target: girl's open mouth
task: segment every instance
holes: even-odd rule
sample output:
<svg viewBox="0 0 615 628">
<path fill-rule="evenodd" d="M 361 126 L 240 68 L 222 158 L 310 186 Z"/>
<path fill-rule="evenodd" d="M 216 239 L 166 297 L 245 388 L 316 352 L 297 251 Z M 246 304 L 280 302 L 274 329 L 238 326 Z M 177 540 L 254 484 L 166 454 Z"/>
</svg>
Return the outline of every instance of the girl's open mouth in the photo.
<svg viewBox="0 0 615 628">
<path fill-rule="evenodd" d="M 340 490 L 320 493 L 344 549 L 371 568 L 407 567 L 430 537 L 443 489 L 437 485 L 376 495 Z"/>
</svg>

#### [Problem]
Render every line of the entries above as a Markdown table with two columns, Row and Line, numbering the lines in order and skipping any blank ones.

#### [Task output]
| Row | Line |
|---|---|
| 1 | target: girl's open mouth |
| 2 | task: segment every instance |
| 3 | holes: even-odd rule |
| 4 | sample output: |
| 5 | <svg viewBox="0 0 615 628"> |
| 6 | <path fill-rule="evenodd" d="M 361 126 L 240 68 L 222 158 L 310 186 Z"/> |
| 7 | <path fill-rule="evenodd" d="M 216 239 L 166 297 L 245 388 L 316 352 L 297 251 Z M 246 304 L 280 302 L 274 329 L 238 326 Z M 177 540 L 254 484 L 166 454 Z"/> |
| 8 | </svg> |
| 9 | Return the outline of every instance of the girl's open mouth in the photo. |
| 10 | <svg viewBox="0 0 615 628"> |
| 11 | <path fill-rule="evenodd" d="M 340 490 L 320 493 L 344 549 L 371 568 L 407 567 L 430 537 L 443 489 L 437 485 L 376 495 Z"/> |
| 12 | </svg> |